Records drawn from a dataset
* * *

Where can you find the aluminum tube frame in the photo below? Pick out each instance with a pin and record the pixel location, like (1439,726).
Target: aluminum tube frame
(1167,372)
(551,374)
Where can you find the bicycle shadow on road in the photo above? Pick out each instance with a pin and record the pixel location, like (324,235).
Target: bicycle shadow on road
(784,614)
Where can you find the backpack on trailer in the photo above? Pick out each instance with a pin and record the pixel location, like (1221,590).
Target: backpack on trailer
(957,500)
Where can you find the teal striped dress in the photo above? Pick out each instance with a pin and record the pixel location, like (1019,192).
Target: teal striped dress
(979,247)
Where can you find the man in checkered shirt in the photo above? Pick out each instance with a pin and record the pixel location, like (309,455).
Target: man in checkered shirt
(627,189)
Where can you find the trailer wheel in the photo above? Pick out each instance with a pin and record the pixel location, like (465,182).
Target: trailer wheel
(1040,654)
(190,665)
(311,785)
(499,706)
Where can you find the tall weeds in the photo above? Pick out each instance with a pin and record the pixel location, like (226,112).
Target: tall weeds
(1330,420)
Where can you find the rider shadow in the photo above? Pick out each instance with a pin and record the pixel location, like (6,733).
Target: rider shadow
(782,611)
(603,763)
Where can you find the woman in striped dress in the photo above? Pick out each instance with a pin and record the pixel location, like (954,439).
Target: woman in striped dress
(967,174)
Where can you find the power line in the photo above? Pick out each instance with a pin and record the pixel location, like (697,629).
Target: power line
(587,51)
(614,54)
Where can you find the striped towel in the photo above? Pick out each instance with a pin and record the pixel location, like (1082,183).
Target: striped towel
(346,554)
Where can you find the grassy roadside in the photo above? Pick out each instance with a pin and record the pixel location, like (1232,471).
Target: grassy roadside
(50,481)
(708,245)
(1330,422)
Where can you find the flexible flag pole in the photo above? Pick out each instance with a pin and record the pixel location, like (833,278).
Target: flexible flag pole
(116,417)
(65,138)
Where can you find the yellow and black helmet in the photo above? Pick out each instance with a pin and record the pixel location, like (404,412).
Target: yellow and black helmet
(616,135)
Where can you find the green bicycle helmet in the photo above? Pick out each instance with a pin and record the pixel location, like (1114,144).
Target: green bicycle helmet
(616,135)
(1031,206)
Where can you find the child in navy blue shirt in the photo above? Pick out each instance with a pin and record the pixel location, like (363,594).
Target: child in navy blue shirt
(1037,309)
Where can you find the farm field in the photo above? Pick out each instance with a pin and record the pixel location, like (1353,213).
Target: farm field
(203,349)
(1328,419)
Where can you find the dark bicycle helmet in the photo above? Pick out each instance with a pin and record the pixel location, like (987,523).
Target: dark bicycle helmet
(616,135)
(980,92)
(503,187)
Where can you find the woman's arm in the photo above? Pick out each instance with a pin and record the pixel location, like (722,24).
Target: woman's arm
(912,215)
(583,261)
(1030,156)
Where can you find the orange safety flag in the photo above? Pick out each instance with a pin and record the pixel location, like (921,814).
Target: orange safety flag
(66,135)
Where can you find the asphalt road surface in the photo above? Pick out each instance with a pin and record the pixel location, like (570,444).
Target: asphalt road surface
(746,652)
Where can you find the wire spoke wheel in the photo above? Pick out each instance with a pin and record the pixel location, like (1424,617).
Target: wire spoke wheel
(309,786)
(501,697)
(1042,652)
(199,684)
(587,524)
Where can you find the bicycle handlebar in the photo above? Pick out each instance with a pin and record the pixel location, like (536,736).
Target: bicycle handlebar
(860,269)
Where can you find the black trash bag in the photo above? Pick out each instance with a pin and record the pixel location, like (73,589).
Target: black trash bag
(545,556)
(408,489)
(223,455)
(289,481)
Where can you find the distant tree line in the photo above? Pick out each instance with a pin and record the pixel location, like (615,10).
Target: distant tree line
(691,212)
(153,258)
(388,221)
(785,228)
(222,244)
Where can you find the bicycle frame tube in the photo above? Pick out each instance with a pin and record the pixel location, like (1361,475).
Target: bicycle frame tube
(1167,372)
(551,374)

* * *

What to work on: Retype only the stretch of lines above starting at the one with "Target: woman in striped dress" and stopping at the one with "Where can you find the grassy", exactly as written, with both kept.

Response to the exercise:
Target: woman in striped dress
(967,174)
Where can you find the power line in the photo above? Pick out each instance with a pin and record the pixel location, like (697,629).
Target: power line
(587,51)
(614,54)
Where can you find the striped towel in the photo above? Pick out each instance with a pin and record the pixel location, like (1082,183).
Target: striped towel
(346,554)
Where can you find the grassy roadside in the photo above? Pick out each instance with a pin and record the pixel location, like (1232,471).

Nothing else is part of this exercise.